### Aim of the task
Print each record exactly as it appears, but drop the images.

***** Data provided

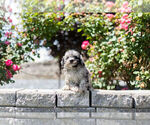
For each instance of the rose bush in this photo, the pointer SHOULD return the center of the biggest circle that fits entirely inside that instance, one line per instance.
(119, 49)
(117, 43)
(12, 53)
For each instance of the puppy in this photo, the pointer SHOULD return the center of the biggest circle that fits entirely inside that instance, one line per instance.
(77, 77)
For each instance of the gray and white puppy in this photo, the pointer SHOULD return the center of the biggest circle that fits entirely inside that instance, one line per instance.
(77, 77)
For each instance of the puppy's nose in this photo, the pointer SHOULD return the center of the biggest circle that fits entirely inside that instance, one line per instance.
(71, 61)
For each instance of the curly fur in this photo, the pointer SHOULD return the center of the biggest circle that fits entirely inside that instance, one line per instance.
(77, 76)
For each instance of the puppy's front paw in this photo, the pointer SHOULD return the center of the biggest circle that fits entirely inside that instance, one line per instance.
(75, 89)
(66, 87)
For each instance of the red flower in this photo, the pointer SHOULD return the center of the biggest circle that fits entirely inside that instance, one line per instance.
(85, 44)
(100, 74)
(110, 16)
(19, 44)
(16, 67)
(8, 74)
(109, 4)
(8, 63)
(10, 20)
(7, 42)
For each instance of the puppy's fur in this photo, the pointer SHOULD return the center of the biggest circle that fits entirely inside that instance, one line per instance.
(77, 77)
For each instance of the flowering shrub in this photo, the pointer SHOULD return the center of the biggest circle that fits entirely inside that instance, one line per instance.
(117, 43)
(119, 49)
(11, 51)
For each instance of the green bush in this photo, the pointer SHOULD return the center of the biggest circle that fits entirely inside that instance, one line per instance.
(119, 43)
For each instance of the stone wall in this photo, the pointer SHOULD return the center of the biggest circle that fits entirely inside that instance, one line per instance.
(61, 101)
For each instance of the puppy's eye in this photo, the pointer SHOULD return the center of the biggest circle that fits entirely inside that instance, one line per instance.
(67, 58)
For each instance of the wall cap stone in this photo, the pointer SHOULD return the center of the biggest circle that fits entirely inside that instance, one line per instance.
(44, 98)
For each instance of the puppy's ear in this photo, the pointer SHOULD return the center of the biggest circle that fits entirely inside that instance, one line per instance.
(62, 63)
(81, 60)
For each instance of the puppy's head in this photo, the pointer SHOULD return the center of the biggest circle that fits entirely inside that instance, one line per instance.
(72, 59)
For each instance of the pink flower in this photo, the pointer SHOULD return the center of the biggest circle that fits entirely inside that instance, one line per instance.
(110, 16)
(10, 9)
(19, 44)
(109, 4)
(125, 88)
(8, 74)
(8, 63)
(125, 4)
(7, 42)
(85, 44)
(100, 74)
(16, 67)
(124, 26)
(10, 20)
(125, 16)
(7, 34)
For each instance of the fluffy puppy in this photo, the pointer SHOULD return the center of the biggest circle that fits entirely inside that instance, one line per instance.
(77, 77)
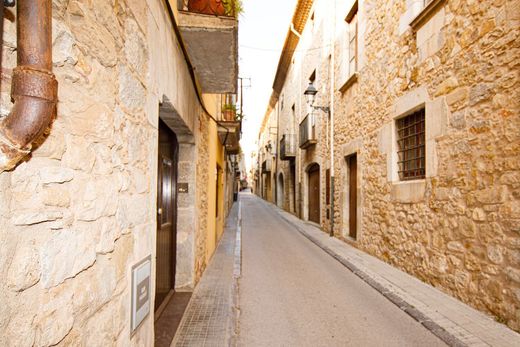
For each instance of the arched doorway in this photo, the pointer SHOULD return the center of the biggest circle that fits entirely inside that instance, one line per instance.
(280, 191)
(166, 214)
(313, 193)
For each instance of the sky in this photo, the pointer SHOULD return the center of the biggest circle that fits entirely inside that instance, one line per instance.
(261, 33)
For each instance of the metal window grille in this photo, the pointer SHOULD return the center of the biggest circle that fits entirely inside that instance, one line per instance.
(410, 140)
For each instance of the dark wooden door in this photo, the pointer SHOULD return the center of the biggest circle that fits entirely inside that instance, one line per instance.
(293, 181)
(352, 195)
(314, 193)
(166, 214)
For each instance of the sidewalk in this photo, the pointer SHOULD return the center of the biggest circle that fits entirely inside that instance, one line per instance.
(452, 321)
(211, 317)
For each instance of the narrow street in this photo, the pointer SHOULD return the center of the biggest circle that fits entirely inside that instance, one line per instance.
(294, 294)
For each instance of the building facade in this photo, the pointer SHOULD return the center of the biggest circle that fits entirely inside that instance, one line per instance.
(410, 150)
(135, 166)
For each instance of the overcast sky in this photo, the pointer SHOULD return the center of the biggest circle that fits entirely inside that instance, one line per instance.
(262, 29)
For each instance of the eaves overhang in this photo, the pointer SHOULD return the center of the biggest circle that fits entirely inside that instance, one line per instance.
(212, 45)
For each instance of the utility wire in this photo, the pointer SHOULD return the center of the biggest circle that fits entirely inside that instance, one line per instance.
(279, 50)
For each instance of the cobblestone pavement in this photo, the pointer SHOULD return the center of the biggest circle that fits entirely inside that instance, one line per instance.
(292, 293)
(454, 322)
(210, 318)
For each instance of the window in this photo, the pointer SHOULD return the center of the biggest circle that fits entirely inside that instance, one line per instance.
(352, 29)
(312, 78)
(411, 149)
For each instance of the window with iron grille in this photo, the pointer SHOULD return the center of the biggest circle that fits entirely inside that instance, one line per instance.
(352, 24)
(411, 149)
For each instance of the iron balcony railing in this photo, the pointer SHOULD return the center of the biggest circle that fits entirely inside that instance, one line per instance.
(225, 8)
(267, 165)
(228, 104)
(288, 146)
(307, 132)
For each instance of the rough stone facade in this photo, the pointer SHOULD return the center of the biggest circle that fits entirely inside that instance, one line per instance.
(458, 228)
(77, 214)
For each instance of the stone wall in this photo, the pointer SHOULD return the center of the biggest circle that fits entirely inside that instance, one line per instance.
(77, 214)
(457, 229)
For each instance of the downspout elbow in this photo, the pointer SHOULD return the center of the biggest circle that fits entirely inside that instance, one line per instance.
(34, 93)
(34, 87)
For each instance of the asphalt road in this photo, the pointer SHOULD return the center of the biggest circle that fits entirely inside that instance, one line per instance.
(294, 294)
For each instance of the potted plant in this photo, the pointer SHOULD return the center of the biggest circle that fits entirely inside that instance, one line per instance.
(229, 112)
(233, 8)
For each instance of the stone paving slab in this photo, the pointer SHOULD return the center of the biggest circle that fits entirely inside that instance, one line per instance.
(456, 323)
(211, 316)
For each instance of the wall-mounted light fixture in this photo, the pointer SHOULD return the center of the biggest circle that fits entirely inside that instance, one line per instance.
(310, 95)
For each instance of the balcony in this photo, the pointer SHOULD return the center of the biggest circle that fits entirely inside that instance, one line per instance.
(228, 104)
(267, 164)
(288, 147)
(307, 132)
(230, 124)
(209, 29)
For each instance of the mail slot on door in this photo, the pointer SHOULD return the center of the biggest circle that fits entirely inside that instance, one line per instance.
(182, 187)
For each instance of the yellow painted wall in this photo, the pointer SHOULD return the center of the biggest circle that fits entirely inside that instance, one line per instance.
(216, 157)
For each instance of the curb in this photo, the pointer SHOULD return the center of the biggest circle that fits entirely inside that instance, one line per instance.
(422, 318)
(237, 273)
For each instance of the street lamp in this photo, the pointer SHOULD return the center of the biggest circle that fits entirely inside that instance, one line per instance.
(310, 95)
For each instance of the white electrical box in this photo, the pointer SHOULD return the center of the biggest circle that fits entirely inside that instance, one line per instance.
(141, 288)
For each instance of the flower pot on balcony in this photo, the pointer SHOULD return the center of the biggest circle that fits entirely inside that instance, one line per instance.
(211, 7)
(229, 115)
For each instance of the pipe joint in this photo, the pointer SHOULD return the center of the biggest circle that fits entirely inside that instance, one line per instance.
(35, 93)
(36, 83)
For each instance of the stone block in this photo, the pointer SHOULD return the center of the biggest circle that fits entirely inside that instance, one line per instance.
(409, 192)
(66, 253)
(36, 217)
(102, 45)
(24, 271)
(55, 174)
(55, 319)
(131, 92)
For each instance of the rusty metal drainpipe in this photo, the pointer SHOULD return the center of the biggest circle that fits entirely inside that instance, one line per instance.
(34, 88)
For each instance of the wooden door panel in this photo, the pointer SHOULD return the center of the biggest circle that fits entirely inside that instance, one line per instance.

**********

### Answer to the exercise
For each instance of the rose bush in this photo, the pointer SHOULD return the center of the biggest circle that fits entirely inside that instance, one line per instance.
(119, 49)
(117, 43)
(12, 53)
For each instance of the puppy in this photo, the pointer SHOULD return the center of the biggest circle that fits entirely inside that instance, one line per instance.
(77, 77)
For each instance of the gray and white puppy in this photo, the pointer SHOULD return the center of the biggest circle that fits entirely inside that instance, one line per instance.
(77, 77)
For each instance of the puppy's nose in this photo, the pointer SHOULD return the center of the biggest circle that fits entirely inside that instance, one line per instance.
(71, 61)
For each instance of the curly fur in this photo, the pointer SHOULD return the center of the biggest circle that fits entirely inside that instance, one line per instance.
(77, 76)
For each instance of the puppy's front paw in this photo, the pointer SHOULD return the center of the biggest circle that fits entirely inside that instance, one line per instance.
(75, 89)
(66, 87)
For each instance of the red flower in this photo, the pointer SHOULD return the center of the biggest circle that fits entirely inside that instance, one line per instance.
(85, 44)
(100, 74)
(110, 16)
(19, 44)
(16, 67)
(8, 74)
(109, 4)
(8, 63)
(10, 20)
(7, 42)
For each instance of the puppy's fur in this photo, the pointer SHOULD return the center of the biggest circle that fits entirely inside that instance, one line per instance.
(77, 77)
For each instance of the flowering shrub in this photo, the pointer SHOULD return the center of the biggest circle that fits entirely inside that instance, one line per instance.
(117, 43)
(119, 49)
(11, 51)
For each instance of the green bush in this photo, the pointer SHOULD return the center of the biggest circle that fits entirely inside that instance, one line per instance.
(119, 43)
For each instance of the stone wall in this photo, the pointer SHOULD return the center of the biggest circle that fits entirely inside that instance, one line per instance.
(61, 101)
For each instance of the puppy's eye in this photo, the pointer SHOULD return the center of the biggest circle that fits entirely inside that instance, one line per instance.
(67, 58)
For each instance of the wall cap stone in this photo, the pointer SHOULD return the center of the biggest circle that fits entirely inside that instance, one line per instance.
(44, 98)
For each instance of the puppy's ear in this photo, the pointer SHOULD return the center of the biggest circle that fits entirely inside that instance, one line per instance.
(62, 63)
(81, 60)
For each instance of the puppy's head in this photo, the pointer SHOULD return the center of the biggest circle that fits entirely inside that instance, one line per instance.
(72, 59)
For each instance of the pink flower in this photo, the pointer SHOULD return the center of the biggest circle that fits entirely inside that instance, one line per instance.
(110, 16)
(10, 9)
(19, 44)
(109, 4)
(125, 88)
(8, 74)
(8, 63)
(125, 4)
(7, 42)
(85, 44)
(100, 74)
(16, 67)
(124, 26)
(10, 20)
(125, 16)
(7, 34)
For each instance of the fluffy puppy in this photo, the pointer SHOULD return the center of the biggest circle that fits entirely inside that instance, one line per instance.
(77, 77)
For each instance of the arched doorway in this photo, the pointer SHOULD return the center of the biggest circle that fits entirely inside that instance, one line per instance.
(280, 191)
(166, 214)
(313, 193)
For each instance of the sky in this photo, the pointer SHOULD return the center of the biggest circle that fits entirely inside that instance, one line per instance.
(261, 33)
For each instance of the metal window grille in this photo, the pointer SHOULD return the center of the biggest circle that fits entirely inside that instance, one line per instance.
(410, 140)
For each instance of the dark wooden door in this photo, the pointer SHOULD return the center of the biggest circle that fits entirely inside that instance, one line per instance.
(293, 181)
(352, 195)
(314, 193)
(166, 214)
For each instance of the sidewalk in this photo, the pointer SHOULD return the center of the biggest circle that fits entirely inside that instance, one line per instance.
(452, 321)
(211, 317)
For each instance of the narrow street in this photo, the pointer SHOULD return the center of the biggest circle that fits entirely inside that instance, one line per instance.
(294, 294)
For each instance of the building facade in this photo, the pointer SHOULD return the center of the biggest circle that fits entirely inside that instance, one line per instance.
(410, 150)
(135, 166)
For each instance of the overcast sky in this photo, the pointer SHOULD return the center of the biggest circle that fits entirely inside that instance, one line per instance.
(262, 29)
For each instance of the eaves overhang in this photo, the pointer SHOULD return the center of the biggest circle that fits entirely inside that instance, one line per instance.
(212, 45)
For each instance of the utility wire in this photo, the pointer SHOULD return the center of the biggest circle that fits entirely inside that instance, one line per instance.
(279, 50)
For each instance of the cobblestone pavement in this photo, the pointer SHOULD return the center of the biggest circle that fits entirely inside that instance, one line per instance.
(292, 293)
(454, 322)
(210, 318)
For each instance of the window in this photo, the pointer SHOULD return the center of the biggest circle that fits entirely inside that instance, one line per instance.
(352, 29)
(312, 78)
(411, 149)
For each instance of the window with iron grille in this photo, the pointer SHOULD return the center of the biggest circle that fits entirely inside that instance, one line per instance.
(352, 24)
(411, 149)
For each instance of the iron balcony railing in this photo, the pointer SHOULD return the center of the biggest circle that fits entirely inside that instance, one line per instance.
(225, 8)
(267, 165)
(228, 104)
(288, 146)
(307, 132)
For each instance of the rough stone facade in this photo, the pointer SHOULD return the center of the biggest circle that fits entirely inside that instance, one line per instance.
(458, 228)
(77, 214)
For each instance of the stone wall in this photo, the pointer SHOULD return the center of the biggest circle that fits entirely inside that instance, one line per instance.
(77, 214)
(457, 229)
For each instance of the downspout elbow in this photo, the pointer SHOULD return the center of the biggest circle that fits entirely inside that instance, one line per instance.
(34, 93)
(34, 87)
For each instance of the asphalt road in this photo, the pointer SHOULD return the center of the biggest circle that fits entirely inside that instance, one line per instance.
(294, 294)
For each instance of the potted plant in this photo, the pointer SHOULD return the center of the biggest circle that fits entirely inside that instance, one line per instance.
(229, 112)
(233, 8)
For each instance of the stone paving slab in this photo, the pointer SHOULD return the center of the biggest circle that fits entirely inside that instance, one line per instance.
(456, 323)
(211, 316)
For each instance of the wall-mounted light fixture in this photo, the pointer SHOULD return the center of the biggest circle that fits entirely inside that instance, one line per instance.
(310, 95)
For each instance of the balcony in this photo, the pointer SHOULD return the center of the biggest circle that fits entirely inside that instance, one line per instance.
(228, 104)
(267, 164)
(288, 147)
(307, 132)
(230, 124)
(209, 29)
For each instance of the mail slot on door in this photo, the pointer SHOULD return the center of the biggest circle that fits entirely inside that instance, one line per instance.
(182, 187)
For each instance of the yellow painted wall in this photo, the pointer SHOULD return the center of the biggest circle that fits entirely inside that instance, one line per instance.
(216, 157)
For each instance of the curb in this photo, the pointer SHOULD return the center of the biggest circle that fits entirely inside that instance, one line per instance.
(422, 318)
(237, 273)
For each instance of the street lamp in this photo, the pointer SHOULD return the center of the biggest circle that fits entirely inside that instance, one line per instance.
(310, 95)
For each instance of the white electrical box in this photo, the pointer SHOULD return the center of the biggest circle that fits entirely inside that instance, one line per instance.
(141, 288)
For each instance of the flower pot on balcony in this photo, the pointer SHOULD return the center of the biggest circle that fits entirely inside that instance, one line per instance.
(211, 7)
(229, 115)
For each instance of the pipe joint in this photo, the pointer SHOULD return the center of the biggest circle that fits entirely inside that instance, one line per instance.
(35, 93)
(36, 83)
For each instance of the stone block in this photo, the pointer SHOULD return the center of the biggest circle that fits entirely inside that instance, one line per instance.
(409, 192)
(66, 253)
(36, 217)
(102, 45)
(24, 271)
(55, 174)
(55, 319)
(131, 92)
For each instance of the rusty metal drainpipe in this photo, the pointer SHOULD return the center of the biggest circle that fits entirely inside that instance, one line per instance.
(34, 88)
For each instance of the wooden door panel in this photo, the pointer SHOULD return the center of the biggest circle that fits entirely inside that instance, one line per instance.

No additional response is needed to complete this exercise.